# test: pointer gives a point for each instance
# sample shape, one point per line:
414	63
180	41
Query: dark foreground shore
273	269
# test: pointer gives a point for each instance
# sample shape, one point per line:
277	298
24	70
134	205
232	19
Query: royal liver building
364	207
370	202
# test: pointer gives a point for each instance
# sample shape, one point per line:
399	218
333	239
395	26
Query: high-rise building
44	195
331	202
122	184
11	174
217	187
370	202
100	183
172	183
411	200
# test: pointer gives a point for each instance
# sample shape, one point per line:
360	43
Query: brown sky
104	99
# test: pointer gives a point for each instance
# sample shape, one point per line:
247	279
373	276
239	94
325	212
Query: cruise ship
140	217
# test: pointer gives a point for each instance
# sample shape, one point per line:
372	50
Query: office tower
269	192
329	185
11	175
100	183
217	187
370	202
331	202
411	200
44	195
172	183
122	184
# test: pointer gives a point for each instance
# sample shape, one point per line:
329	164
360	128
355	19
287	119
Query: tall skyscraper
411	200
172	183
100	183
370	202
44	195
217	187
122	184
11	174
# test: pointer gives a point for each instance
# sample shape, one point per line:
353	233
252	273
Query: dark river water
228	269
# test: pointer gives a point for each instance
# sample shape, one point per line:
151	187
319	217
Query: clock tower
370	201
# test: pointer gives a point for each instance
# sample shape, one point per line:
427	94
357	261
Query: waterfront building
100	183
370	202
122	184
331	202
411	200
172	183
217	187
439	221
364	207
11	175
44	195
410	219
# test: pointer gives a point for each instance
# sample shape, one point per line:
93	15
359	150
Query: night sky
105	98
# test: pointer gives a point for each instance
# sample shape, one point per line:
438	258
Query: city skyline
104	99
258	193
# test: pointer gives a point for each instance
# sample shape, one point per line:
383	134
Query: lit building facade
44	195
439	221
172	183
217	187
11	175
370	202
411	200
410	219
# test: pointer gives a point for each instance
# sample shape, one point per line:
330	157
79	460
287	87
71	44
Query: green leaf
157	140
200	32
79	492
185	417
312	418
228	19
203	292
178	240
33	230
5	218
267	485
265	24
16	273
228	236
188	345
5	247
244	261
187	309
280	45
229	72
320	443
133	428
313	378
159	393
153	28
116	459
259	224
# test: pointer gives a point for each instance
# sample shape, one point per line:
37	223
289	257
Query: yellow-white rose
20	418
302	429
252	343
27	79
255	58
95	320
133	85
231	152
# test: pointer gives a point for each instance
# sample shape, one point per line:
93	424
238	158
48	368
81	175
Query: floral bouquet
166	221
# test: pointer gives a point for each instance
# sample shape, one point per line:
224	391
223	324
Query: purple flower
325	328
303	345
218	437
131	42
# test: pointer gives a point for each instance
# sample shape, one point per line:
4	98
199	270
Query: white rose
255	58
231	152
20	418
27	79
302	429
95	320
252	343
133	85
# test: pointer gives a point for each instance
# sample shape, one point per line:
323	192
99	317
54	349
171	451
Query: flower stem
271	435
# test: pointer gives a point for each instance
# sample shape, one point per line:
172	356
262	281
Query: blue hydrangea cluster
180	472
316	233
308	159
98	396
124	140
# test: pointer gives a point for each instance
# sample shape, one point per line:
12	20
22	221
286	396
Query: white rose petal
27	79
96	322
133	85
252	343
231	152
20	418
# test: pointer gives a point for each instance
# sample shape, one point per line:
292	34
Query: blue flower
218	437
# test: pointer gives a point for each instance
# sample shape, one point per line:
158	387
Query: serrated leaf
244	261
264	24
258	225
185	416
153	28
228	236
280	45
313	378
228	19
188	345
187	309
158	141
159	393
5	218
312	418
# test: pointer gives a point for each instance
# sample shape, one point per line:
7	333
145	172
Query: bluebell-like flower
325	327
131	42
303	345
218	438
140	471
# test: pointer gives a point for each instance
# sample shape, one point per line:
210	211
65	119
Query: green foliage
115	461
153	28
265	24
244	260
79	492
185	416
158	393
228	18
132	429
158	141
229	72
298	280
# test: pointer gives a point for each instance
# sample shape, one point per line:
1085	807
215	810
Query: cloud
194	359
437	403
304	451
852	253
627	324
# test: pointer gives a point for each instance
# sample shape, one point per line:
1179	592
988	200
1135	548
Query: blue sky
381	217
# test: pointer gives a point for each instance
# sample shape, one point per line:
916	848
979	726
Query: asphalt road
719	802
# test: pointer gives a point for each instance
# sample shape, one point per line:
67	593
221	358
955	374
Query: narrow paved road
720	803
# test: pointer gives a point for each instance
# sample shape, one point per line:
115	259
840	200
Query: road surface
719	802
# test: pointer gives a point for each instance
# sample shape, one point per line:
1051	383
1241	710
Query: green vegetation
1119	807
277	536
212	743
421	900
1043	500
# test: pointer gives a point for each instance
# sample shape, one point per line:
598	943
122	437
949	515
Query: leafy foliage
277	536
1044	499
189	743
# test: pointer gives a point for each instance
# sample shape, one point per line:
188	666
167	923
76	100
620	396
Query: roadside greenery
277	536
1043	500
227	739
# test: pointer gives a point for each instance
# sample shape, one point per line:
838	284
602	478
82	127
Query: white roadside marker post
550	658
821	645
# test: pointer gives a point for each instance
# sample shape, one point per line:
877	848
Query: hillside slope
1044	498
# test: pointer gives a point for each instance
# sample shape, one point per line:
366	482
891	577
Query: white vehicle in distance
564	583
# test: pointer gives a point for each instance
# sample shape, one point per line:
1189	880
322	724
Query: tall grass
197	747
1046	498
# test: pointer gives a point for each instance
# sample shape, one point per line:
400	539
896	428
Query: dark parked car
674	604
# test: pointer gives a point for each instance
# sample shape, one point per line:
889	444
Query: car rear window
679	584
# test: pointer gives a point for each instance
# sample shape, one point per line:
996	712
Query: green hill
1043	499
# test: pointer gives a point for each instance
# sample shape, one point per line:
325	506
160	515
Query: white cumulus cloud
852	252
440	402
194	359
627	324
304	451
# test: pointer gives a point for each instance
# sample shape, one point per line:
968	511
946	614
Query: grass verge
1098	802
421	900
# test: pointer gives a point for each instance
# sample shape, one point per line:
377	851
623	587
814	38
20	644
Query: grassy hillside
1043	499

YOUR TASK |
Line by line, set the records above down again exactly.

EXERCISE RESULT |
# test: pointer gives a point for each instance
# sample shape, one point per line:
414	63
180	41
Query: dark foreground shore
273	269
# test: pointer gives a point for each instance
# sample shape, one point per line:
277	298
24	70
134	205
232	19
Query: royal liver building
364	207
370	202
# test: pointer gives a point for each instance
# sample shape, one point per line:
399	218
333	239
395	26
Query: high-rise building
44	195
331	202
122	184
11	174
217	187
370	202
100	183
172	183
411	200
# test: pointer gives a point for each instance
# sample shape, one point per line:
360	43
Query: brown sky
104	99
# test: pointer gives a point for each instance
# sample shape, one point per line:
247	279
373	276
239	94
325	212
Query: cruise ship
140	217
# test: pointer gives a point for each instance
# sample shape, one point per line:
372	50
Query: office tower
269	192
329	185
11	175
100	183
217	187
370	202
331	202
411	200
44	195
172	183
122	184
# test: pointer gives a point for each instance
# sample shape, one point per line:
329	164
360	128
355	19
287	119
Query: tall skyscraper
411	200
172	183
100	183
370	202
44	195
217	187
122	184
11	174
# test: pointer gives a point for each instance
# sample shape, one point per line:
353	233
252	273
Query: dark river water
228	269
# test: pointer gives a point for each instance
# sample shape, one point per line:
151	187
319	217
Query: clock tower
370	201
# test: pointer gives a point for each instance
# sample shape, one point per line:
427	94
357	261
Query: waterfront building
100	183
370	202
122	184
331	202
411	200
172	183
217	187
439	221
364	207
11	175
44	195
410	219
# test: pointer gives a point for each instance
# sample shape, one point per line:
93	15
359	150
Query: night sky
105	98
# test: pointer gives a point for each instance
# sample shape, one point per line:
438	258
Query: city skyline
104	99
258	193
# test: pointer gives a point for each instance
# sample shape, one point per line:
383	134
Query: lit building facade
44	195
439	221
172	183
217	187
11	175
370	202
411	200
410	219
# test: pointer gives a point for each instance
# sample shape, one point per line:
330	157
79	460
287	87
71	44
Query: green leaf
157	140
200	32
79	492
185	417
312	418
228	19
203	292
178	240
33	230
5	218
267	485
265	24
16	273
228	236
188	345
5	247
244	261
187	309
280	45
229	72
320	443
133	428
313	378
159	393
153	28
116	459
259	224
# test: pointer gives a point for each instance
# sample shape, one point per line:
37	223
289	257
Query: yellow-white rose
20	418
302	429
252	343
27	79
255	58
95	320
133	85
231	152
# test: pointer gives a point for each instance
# sample shape, one point per line:
93	424
238	158
48	368
81	175
Query: floral bouquet
166	221
# test: pointer gives a point for each instance
# sample shape, one point per line:
224	391
223	324
Query: purple flower
325	328
303	345
218	437
131	42
# test: pointer gives a point for each instance
# sample shape, one point per line:
4	98
199	270
Query: white rose
255	58
231	152
20	418
27	79
302	429
95	320
252	343
133	85
# test: pointer gives a point for each instance
# sample shape, one point per line:
323	192
99	317
54	349
171	451
Query: flower stem
271	435
# test: pointer gives a point for each instance
# sample shape, one point per line:
172	356
262	281
Query: blue hydrangea cluster
180	472
316	233
308	159
98	396
124	140
# test: pointer gives a point for each instance
# sample shape, one point per line:
12	20
22	221
286	396
Query: white rose petal
27	79
96	322
133	85
252	343
231	152
20	418
# test: pointer gives a point for each instance
# sample shape, one point per line:
292	34
Query: blue flower
218	437
# test: pointer gives a point for each instance
# sample shape, one point per line:
158	387
Query: serrated leaf
244	261
264	24
258	225
185	416
153	28
228	236
280	45
313	378
228	19
188	345
187	309
158	141
159	393
5	218
312	418
# test: pointer gives a point for each instance
# sample shape, one point per line:
7	333
145	172
Query: bluebell-like flower
325	327
131	42
303	345
218	438
140	471
# test: pointer gives a point for each instance
# sample shape, one point per line:
210	211
65	119
Query: green foliage
115	461
153	28
265	24
244	260
79	492
185	416
158	393
228	18
132	429
158	141
229	72
298	280
# test: pointer gives a point for each instance
# sample shape, one point per line:
1085	807
215	810
Query: cloud
194	359
437	403
304	451
852	253
627	324
# test: pointer gives a point for each instance
# sample shape, one point per line:
1179	592
988	200
1135	548
Query: blue sky
381	217
# test: pointer gives a point for each instance
# sample shape, one point per line:
916	848
979	726
Query: asphalt road
719	802
# test: pointer gives a point for each instance
# sample shape, one point per line:
67	593
221	358
955	374
Query: narrow paved road
720	803
# test: pointer gives a point for each instance
# sample shape, one point per line:
115	259
840	200
Query: road surface
719	802
# test: pointer gives a point for each instance
# sample shape, one point per line:
1051	383
1241	710
Query: green vegetation
1119	807
277	536
212	743
421	900
1043	500
# test: pointer gives a point for each instance
# sample shape, one point per line:
598	943
122	437
949	515
Query: leafy foliage
277	536
1044	499
189	743
# test: pointer gives a point for each instance
# sample shape, one point per line:
188	666
167	923
76	100
620	396
Query: roadside greenery
277	536
1043	500
227	739
# test: pointer gives a point for each instance
# sample shape, one point per line:
838	284
602	478
82	127
Query: white roadside marker post
550	658
821	645
# test: pointer gives a point for each instance
# sample shape, one point per line:
877	848
Query: hillside slope
1044	498
# test: pointer gives a point for each instance
# sample shape, one point per line:
366	482
891	577
Query: white vehicle in distance
564	583
# test: pointer gives a point for each instance
# sample shape, one point per line:
1189	880
322	724
Query: tall grass
197	747
1046	498
# test: pointer gives a point for each instance
# sample shape, one point per line:
400	539
896	428
Query: dark parked car
674	604
# test: pointer gives a point for each instance
# sample shape, one point per line:
889	444
Query: car rear window
679	584
# test: pointer gives a point for each instance
# sample shape, one point per line:
996	712
Query: green hill
1043	499
# test: pointer gives a point for each instance
# sample shape, one point per line:
325	506
160	515
Query: white cumulus cloud
852	252
440	402
194	359
627	324
304	451
# test: pointer gives a point for each instance
# sample shape, one point per line:
968	511
946	614
Query: grass verge
1098	802
421	900
# test: pointer gives a point for each instance
# sample shape, one point per line:
377	851
623	587
814	38
20	644
Query: grassy hillside
1043	499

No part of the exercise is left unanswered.